Top of RECORDS FOR THIS EXERCISE

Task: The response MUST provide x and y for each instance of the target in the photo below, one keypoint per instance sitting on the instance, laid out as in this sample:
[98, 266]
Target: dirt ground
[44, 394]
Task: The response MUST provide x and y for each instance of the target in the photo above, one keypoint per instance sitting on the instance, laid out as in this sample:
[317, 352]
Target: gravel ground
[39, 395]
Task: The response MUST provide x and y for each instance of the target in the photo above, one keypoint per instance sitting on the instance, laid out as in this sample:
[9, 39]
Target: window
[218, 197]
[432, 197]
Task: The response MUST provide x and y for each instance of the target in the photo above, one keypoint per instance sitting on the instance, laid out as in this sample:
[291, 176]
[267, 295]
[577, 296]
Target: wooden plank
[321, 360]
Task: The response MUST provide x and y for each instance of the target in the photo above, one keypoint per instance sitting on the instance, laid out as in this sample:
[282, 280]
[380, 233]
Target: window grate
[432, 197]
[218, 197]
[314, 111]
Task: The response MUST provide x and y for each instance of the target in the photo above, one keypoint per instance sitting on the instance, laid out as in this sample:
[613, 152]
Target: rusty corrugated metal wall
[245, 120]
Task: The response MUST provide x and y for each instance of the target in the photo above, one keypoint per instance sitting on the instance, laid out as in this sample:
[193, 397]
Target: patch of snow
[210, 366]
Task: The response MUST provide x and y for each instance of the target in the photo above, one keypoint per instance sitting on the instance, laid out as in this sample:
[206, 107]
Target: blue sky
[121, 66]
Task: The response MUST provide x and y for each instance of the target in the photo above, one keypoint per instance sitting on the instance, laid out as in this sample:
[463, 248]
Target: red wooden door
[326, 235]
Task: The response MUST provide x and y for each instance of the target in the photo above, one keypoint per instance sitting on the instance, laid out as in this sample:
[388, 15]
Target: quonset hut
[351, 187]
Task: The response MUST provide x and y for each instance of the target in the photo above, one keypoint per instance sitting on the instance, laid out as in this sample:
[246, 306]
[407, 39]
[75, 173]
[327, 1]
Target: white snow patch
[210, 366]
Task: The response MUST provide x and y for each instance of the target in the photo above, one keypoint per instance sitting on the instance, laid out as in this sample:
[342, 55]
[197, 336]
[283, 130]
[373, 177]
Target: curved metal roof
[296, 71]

Bottom of RECORDS FOR THIS EXERCISE

> EXERCISE REQUIREMENTS: From the records above, extract every line exactly as it stands.

> WRITTEN SOLUTION:
Task: The response MUST provide x and y for each instance of the target in the photo below, one keypoint per instance sitting on the instance, laid out as in this sample:
[98, 266]
Target: dirt ground
[44, 394]
Task: The response MUST provide x and y for each instance of the target in the photo above, one keypoint per instance sitting on the instance, laid out as in this sample:
[317, 352]
Target: gravel ground
[39, 395]
Task: The response MUST provide x and y for each instance of the target in the photo above, one keypoint per instance sitting on the instance, laid out as in this sample:
[9, 39]
Target: window
[218, 197]
[432, 197]
Task: The response MUST provide x and y for each instance of the target in the photo above, one keypoint per instance sitting on the instance, laid out as in this sample:
[291, 176]
[267, 295]
[577, 296]
Target: wooden plank
[321, 360]
Task: The response MUST provide x and y for each instance of the target in the photo above, one keypoint per instance sitting on the instance, laid out as in this sample:
[282, 280]
[380, 233]
Target: window grate
[432, 197]
[218, 197]
[314, 111]
Task: The response MUST provide x and y for each instance of the target in the photo above, one keypoint per instance sitting on the instance, laid out as in this sample:
[613, 152]
Target: rusty corrugated metal wall
[245, 120]
Task: The response MUST provide x and y for each instance of the target in the photo above, one keypoint per instance sitting on the instance, laid out as in this sample:
[193, 397]
Target: patch of snow
[210, 366]
Task: The response MUST provide x and y for each instance of the target in the photo above, one keypoint per instance sitting on the instance, laid out as in this sample:
[206, 107]
Target: blue sky
[121, 66]
Task: The response MUST provide x and y for each instance of the target in the photo above, one keypoint per instance sitting on the instance, laid out as in this sample:
[463, 248]
Target: red wooden door
[326, 235]
Task: The response MUST provide x and y for each instance of the target in the photo above, one keypoint per instance sitting on the instance, laid out as in this sample:
[388, 15]
Target: quonset hut
[351, 187]
Task: The response MUST provide x and y for each instance of the target in the photo above, one keypoint per instance sitting on the instance, laid out as in this sample:
[246, 306]
[407, 39]
[75, 173]
[327, 1]
Target: white snow patch
[210, 366]
Task: The response MUST provide x and y for each instance of the target in the photo above, one keypoint per instance sitting on the instance, laid out as in this sample:
[342, 55]
[197, 336]
[283, 130]
[373, 177]
Target: curved metal roof
[296, 71]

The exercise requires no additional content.